[Document section Boundary: Start]
The recent events in the USA have been heart-breaking and sent shockwaves around the world. I stand in solidarity with Black Lives Matter; equality makes us stronger.
The death of George Floyd and the footage of it, has been traumatising, and my thoughts are with his family and friends. For many who have the privilege not to think about racism every day, it has been a starting point for introspection and conversations with others. These are often uncomfortable, but necessary, and should continue. However, law and order must be respected as this dialogue moves forward and the Prime Minister has been clear that social distancing guidelines should be adhered to.
A national conversation with concrete outcomes is needed in the UK. We need to look at education opportunities, the use of positive action, investment, and so much more, as part of the levelling up agenda. I am glad that there is ongoing work to investigate the disproportionate impact of Coronavirus on BAME communities in West Sussex as well as nationally. Public Health England (PHE) has now published its report on disparities, and further work is being taken forward by my colleague Kemi Badenoch, Minister for Equalities to recommend action.
Diversity improves decision making. This is especially important in my line of work, as I represent people from different backgrounds, with different views. I am pleased that Parliament has started to improve diversity by implementing programmes such as The Speaker’s Parliamentary Placement Scheme (SPPS) and others which seek to encourage people into political careers who might otherwise not have had the opportunity. Programmes like these support participants with skills development and learning experiences both within an MPs office and beyond. I have been lucky enough to have two SPPS interns so far and look forward to continuing to support this programme.
[Document section Boundary: End]
[Recorded data Boundary: Start]
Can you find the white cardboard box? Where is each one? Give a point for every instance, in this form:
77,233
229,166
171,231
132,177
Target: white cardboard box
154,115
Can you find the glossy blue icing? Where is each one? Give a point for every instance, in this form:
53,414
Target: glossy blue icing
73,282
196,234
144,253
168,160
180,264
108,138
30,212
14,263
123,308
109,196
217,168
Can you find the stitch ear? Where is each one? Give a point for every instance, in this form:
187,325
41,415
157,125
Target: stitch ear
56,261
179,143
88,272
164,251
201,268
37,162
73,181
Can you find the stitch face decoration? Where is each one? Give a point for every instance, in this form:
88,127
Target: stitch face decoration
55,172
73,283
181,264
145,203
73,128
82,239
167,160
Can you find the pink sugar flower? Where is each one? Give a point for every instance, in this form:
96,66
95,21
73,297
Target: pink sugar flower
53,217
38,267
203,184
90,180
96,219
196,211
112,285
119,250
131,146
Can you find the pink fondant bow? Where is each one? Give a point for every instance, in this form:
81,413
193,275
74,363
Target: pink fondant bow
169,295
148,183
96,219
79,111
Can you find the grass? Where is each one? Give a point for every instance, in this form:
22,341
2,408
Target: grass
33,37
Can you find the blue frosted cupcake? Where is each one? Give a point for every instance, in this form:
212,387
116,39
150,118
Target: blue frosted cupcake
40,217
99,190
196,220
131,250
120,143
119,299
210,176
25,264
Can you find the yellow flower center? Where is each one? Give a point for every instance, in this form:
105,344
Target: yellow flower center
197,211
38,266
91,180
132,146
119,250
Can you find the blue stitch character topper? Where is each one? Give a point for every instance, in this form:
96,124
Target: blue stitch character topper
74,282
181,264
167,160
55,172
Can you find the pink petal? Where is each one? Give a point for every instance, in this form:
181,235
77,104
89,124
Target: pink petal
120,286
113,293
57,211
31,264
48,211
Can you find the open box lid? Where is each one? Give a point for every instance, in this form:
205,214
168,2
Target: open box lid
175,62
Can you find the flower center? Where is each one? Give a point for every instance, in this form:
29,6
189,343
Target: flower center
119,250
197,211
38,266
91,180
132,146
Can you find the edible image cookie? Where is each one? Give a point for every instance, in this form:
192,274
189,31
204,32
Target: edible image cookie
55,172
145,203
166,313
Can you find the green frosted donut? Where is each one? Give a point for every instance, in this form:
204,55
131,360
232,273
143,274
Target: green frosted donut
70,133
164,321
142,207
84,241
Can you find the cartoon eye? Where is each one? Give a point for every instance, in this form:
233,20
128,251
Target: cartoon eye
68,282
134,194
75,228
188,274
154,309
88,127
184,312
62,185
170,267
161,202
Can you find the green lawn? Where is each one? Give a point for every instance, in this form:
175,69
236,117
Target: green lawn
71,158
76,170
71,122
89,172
[Recorded data Boundary: End]
Exercise tasks:
[a] Can you rewrite the paragraph of the statement on Black Lives Matter that begins "Diversity improves decision making" as a short bulleted list, keeping its main facts?
[b] According to the statement on Black Lives Matter, why is diversity especially important in the writer's line of work?
[c] Carry on writing the statement on Black Lives Matter from the point where it stops.

Outputs for the tasks:
[a]
- Diversity improves decision making, which matters especially for an MP representing people with different backgrounds and views.
- Parliament has begun improving diversity through programmes such as The Speaker's Parliamentary Placement Scheme (SPPS), which encourage people into political careers who might otherwise not have had the chance.
- These programmes build participants' skills and offer learning experiences in an MP's office and beyond.
- The writer has hosted two SPPS interns so far and plans to keep supporting the scheme.

[b] Diversity improves decision making, and this matters especially for the writer as an MP because the role involves representing people from different backgrounds who hold different views.

[c]
A number of people have raised concerns about our exports to the USA. I know the Government takes its export control responsibilities very seriously. Indeed, the UK operates one of the world’s most robust and transparent export control regimes. Each export licence application is considered on a case-by-case basis against the Consolidated EU and National Arms Export Licensing Criteria. The Consolidated Criteria provide a thorough risk assessment framework, requiring the Government to think very carefully about the possible impact of providing equipment and its capabilities. My understanding is that the Government will not grant an export licence if doing so would be inconsistent with the criteria. I have ensured Ministers are aware of the points that have been raised about these exports.